::: SUPPLIED RECORDS
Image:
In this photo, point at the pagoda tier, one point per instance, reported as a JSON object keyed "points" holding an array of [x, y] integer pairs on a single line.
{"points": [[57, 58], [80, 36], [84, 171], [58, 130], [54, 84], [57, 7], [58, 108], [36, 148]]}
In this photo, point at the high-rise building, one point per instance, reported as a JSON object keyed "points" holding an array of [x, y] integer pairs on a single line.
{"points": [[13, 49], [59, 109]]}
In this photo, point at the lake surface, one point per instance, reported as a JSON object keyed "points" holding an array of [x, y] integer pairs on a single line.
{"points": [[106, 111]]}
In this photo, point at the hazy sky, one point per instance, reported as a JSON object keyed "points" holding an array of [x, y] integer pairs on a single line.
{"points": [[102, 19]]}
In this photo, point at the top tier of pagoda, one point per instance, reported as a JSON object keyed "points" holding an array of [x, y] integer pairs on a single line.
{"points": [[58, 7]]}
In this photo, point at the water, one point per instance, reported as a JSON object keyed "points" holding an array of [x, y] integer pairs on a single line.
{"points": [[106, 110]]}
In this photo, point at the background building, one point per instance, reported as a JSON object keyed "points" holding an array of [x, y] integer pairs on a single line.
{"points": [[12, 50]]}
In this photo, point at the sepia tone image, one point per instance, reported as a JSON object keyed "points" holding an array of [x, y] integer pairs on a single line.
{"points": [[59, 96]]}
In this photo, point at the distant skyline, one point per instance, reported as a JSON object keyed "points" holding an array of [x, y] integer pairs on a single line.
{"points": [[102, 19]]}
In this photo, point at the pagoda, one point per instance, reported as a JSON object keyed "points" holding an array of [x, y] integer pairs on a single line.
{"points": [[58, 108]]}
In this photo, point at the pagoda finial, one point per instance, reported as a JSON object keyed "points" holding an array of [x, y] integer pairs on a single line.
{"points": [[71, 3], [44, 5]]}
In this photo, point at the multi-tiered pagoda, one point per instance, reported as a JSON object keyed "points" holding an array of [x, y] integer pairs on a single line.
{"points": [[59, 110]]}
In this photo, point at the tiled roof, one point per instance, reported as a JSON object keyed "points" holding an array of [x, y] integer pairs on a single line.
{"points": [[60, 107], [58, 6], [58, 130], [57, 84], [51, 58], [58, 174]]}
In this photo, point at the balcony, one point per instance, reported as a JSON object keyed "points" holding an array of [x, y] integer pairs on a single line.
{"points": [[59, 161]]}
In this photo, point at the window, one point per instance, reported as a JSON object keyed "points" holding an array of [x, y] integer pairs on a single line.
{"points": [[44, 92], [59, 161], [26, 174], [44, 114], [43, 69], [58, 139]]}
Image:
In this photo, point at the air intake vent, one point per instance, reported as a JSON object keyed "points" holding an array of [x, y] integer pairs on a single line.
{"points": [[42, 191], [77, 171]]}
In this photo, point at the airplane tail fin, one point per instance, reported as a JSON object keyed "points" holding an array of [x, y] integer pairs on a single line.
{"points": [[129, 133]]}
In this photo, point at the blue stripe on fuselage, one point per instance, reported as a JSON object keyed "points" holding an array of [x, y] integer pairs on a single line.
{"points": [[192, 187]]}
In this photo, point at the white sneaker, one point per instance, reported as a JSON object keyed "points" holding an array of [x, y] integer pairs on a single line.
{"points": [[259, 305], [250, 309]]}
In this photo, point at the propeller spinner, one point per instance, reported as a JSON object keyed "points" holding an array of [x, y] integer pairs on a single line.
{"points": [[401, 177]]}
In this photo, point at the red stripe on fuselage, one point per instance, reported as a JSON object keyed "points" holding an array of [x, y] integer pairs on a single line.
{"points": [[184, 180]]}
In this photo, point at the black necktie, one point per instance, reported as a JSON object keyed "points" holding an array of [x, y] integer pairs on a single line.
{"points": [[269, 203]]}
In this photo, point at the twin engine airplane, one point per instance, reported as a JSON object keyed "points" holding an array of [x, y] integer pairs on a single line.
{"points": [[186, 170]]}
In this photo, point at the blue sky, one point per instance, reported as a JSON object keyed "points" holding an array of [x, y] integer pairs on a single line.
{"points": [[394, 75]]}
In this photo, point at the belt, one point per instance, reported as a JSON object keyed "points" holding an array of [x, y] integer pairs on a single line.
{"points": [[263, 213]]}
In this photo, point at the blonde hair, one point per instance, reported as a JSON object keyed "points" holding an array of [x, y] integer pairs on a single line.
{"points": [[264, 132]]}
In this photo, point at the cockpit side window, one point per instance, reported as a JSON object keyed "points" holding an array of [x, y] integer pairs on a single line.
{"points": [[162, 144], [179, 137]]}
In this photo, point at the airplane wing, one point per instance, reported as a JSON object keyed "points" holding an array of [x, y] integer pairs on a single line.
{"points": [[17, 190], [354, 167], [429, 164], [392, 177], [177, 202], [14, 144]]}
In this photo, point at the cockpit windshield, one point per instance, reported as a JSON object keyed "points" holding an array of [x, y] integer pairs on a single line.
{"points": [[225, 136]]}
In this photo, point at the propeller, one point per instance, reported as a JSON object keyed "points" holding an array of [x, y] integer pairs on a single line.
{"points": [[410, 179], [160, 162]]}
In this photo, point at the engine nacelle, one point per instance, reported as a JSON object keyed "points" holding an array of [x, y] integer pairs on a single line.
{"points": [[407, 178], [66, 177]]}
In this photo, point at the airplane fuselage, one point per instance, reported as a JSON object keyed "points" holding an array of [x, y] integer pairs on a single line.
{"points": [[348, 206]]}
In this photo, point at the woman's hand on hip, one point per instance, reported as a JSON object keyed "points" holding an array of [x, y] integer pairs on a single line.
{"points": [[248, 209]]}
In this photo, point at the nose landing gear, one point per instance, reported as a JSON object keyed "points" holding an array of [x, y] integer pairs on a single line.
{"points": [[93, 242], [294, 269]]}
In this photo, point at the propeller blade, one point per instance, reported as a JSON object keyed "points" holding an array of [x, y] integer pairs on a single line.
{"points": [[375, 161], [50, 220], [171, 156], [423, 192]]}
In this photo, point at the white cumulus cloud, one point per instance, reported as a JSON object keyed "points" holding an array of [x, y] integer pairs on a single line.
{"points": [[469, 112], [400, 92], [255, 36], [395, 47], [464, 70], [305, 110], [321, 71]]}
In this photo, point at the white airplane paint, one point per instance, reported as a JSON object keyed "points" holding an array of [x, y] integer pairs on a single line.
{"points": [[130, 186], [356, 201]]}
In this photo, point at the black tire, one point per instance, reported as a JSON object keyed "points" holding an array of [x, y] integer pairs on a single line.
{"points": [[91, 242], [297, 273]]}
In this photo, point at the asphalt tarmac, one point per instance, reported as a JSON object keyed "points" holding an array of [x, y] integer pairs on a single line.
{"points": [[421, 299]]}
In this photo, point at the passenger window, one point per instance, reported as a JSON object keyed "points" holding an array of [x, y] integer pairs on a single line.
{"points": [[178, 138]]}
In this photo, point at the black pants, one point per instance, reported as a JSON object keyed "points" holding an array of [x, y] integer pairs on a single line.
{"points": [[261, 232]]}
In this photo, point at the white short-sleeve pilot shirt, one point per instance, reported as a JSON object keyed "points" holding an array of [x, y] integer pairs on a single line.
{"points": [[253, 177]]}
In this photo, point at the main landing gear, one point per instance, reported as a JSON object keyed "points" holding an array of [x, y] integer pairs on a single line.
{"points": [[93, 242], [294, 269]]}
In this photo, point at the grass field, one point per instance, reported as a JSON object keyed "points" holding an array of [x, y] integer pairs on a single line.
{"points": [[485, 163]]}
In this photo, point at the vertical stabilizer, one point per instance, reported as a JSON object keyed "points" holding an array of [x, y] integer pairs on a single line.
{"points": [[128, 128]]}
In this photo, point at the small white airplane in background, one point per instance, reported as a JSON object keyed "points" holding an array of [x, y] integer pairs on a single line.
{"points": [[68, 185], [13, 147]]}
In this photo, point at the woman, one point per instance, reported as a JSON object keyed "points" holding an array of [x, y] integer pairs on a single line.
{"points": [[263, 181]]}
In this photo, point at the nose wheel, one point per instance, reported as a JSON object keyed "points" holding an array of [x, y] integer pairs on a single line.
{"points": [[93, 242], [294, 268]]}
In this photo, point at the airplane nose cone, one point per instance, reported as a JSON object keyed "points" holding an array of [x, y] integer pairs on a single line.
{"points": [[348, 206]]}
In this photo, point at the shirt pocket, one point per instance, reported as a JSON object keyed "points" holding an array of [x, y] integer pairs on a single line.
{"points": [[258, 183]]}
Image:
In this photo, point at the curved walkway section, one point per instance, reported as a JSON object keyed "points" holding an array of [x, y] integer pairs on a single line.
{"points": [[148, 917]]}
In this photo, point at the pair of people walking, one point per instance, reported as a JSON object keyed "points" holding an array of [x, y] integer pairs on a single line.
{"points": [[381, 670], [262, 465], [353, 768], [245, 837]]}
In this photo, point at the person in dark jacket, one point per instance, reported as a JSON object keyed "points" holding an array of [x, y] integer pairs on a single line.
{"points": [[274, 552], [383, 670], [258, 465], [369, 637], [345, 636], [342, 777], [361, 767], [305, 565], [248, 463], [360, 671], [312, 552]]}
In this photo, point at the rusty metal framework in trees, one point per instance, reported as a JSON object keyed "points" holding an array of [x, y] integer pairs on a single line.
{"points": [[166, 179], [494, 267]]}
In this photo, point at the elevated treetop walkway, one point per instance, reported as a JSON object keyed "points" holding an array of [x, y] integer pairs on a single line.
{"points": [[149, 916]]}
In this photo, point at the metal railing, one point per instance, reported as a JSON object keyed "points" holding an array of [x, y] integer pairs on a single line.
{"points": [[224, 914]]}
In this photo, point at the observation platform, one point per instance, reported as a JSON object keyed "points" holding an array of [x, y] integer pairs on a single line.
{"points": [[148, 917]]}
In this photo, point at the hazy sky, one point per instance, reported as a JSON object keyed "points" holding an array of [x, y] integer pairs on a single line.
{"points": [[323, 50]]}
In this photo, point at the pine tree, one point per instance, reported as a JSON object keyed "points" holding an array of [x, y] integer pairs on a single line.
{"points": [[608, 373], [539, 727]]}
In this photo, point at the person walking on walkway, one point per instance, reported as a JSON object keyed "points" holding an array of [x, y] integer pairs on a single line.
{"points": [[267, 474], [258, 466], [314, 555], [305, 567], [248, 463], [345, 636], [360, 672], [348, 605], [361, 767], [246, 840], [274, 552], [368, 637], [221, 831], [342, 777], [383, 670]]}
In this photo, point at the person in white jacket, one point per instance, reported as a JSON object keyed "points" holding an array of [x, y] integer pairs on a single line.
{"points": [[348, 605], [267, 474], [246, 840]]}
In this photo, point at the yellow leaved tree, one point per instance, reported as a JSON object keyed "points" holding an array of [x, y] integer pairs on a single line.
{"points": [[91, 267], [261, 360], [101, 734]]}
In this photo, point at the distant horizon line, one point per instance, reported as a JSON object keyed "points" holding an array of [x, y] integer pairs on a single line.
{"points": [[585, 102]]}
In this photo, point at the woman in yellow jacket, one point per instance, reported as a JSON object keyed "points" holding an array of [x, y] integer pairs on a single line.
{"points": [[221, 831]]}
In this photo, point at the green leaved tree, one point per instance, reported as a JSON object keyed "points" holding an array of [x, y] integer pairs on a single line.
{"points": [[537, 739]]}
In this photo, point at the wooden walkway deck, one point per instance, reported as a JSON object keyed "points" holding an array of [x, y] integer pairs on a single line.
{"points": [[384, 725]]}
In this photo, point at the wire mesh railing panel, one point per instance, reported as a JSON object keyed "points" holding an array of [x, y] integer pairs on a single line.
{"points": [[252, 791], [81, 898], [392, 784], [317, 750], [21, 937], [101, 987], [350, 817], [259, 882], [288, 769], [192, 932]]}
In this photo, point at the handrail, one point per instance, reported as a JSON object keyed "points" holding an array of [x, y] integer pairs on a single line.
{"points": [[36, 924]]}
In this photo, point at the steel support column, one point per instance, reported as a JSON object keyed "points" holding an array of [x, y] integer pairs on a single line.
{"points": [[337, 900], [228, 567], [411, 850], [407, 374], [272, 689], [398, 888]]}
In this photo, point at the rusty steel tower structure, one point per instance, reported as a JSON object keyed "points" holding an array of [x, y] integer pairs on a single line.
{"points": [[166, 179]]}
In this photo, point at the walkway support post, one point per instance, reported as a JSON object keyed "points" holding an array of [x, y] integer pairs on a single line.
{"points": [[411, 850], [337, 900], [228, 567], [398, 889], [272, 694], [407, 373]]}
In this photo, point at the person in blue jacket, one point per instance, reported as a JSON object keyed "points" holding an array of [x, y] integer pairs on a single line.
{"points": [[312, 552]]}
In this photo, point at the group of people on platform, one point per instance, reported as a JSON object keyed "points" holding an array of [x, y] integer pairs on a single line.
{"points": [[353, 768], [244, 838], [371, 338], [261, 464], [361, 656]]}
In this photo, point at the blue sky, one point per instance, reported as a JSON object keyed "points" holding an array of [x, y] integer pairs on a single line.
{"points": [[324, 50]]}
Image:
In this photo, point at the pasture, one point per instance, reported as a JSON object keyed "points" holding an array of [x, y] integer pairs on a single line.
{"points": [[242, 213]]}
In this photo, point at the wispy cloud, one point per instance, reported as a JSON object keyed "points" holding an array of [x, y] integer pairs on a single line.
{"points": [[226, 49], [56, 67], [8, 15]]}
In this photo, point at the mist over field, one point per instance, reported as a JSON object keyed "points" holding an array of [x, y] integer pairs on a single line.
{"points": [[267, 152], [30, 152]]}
::::::
**GIVEN EXERCISE**
Rewrite the data from the line containing "In this photo, point at the wispy" through the end of the data, swapping "mist over field" for "fog over field" and keeping everything else unchanged.

**COMPLETE OUTPUT**
In this photo, point at the wispy cloud, one point per instance, reported as a JSON object keyed "points" holding an array of [x, y] integer pairs on a single line.
{"points": [[226, 49], [56, 67], [8, 15]]}
In this photo, point at the fog over field, one point per instance, reported as a JSON object keyed "points" holding an array of [x, y] integer pairs on a single line.
{"points": [[267, 152], [30, 152]]}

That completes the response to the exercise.